-- Extract --
::::::
The author is New York correspondent of the JoongAng Ilbo.


Herbert Kelleher (March 12, 1931 ?Jan. 3, 2019)

“Thanks for always remembering our names,” read an advertisement from retirees and employees of Southwest Airlines that ran in major newspapers in the United States on Jan. 5. The ad was remembering Southwest’s late founder Herb Kelleher. He died on Jan. 3 at age 87.

Southwest only operates in the United States, so it is not well-known in Korea. It is the pioneer of budget airlines and was founded in 1971. Kelleher and Rollin King co-founded the company by operating three Boeing 737s in Dallas, Texas, and it soon became one of the top four airlines in the United States.

Companies operating low-cost airlines in Korea used Southwest as a benchmark. It charges more than 30 percent less for tickets than its competitors, but has had 46 consecutive years of profits since 1973. Southwest Airlines also avoided a setback in the aftermath of the September 11 attacks.

On the surface, its success as a budget airline owes much to efficient management. It operates one type of aircraft, the Boeing 737, to lower maintenance costs and enhance service rates. The time from landing to takeoff was reduced to one-sixth of the normal time. It eliminated seat numbers and had passengers choose on a first-come-first-serve basis. Passengers lined up at the gate early. Moreover, the core of Southwest’s management was Kelleher’s leadership, which prioritized employees’ satisfaction. When most other managers advocated customer satisfaction, Kelleher valued employees’ satisfaction. He believed that when employees are happy, they can satisfy the customers, and consequently, shareholders will be happy. Employees who are not interested in their jobs cannot satisfy customers and would have low productivity, he believed.
::::::
-- Supplied data --
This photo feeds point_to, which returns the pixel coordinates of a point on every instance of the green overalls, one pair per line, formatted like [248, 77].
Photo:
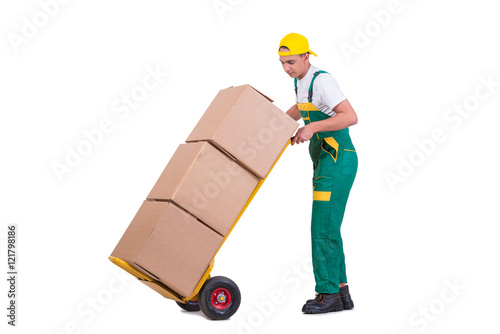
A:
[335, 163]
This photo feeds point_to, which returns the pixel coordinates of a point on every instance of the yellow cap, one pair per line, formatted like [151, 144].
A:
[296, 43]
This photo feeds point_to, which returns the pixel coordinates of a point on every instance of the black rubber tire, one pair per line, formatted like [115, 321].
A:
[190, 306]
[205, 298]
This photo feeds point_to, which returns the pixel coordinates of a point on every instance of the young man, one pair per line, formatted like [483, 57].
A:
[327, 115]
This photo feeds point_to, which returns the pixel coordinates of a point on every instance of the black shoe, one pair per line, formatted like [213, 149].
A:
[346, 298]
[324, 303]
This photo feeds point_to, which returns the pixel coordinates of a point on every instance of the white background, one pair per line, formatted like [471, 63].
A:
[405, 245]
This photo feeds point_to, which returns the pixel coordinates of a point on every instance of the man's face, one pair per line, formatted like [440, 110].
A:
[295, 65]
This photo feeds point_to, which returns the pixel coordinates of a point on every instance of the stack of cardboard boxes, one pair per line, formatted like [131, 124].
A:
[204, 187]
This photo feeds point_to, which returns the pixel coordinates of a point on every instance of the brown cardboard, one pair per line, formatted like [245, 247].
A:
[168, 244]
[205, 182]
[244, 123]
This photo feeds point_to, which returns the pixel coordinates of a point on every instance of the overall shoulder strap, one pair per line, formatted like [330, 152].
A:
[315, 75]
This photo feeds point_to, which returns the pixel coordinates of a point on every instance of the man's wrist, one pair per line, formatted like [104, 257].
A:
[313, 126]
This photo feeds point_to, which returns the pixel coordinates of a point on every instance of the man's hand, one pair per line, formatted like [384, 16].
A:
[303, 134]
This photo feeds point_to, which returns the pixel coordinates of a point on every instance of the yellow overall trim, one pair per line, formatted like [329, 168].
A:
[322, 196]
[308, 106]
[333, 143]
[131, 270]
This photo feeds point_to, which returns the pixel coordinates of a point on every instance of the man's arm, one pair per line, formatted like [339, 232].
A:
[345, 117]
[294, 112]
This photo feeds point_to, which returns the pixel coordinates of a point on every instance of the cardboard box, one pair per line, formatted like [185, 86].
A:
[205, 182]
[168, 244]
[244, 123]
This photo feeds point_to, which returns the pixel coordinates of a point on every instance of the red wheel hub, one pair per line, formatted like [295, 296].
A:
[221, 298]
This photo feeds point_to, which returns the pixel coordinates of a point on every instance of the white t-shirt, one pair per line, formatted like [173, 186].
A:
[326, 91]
::::::
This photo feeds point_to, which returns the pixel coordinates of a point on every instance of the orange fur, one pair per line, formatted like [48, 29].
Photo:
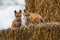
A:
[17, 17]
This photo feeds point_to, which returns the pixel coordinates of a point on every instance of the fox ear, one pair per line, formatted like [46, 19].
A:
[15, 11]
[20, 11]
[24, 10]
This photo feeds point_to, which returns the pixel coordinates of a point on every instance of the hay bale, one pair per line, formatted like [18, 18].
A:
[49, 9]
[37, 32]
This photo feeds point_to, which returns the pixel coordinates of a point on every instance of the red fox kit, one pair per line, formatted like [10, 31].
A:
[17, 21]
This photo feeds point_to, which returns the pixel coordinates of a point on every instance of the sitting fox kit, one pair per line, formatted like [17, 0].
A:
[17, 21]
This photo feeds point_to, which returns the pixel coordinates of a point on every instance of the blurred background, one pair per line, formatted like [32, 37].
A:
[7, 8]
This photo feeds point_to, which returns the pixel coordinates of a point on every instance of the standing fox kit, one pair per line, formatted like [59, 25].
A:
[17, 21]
::::::
-- Written instruction --
In the piece on Herb Kelleher, how many years in a row has Southwest Airlines made a profit since 1973?

-- Solved problem --
46 consecutive years.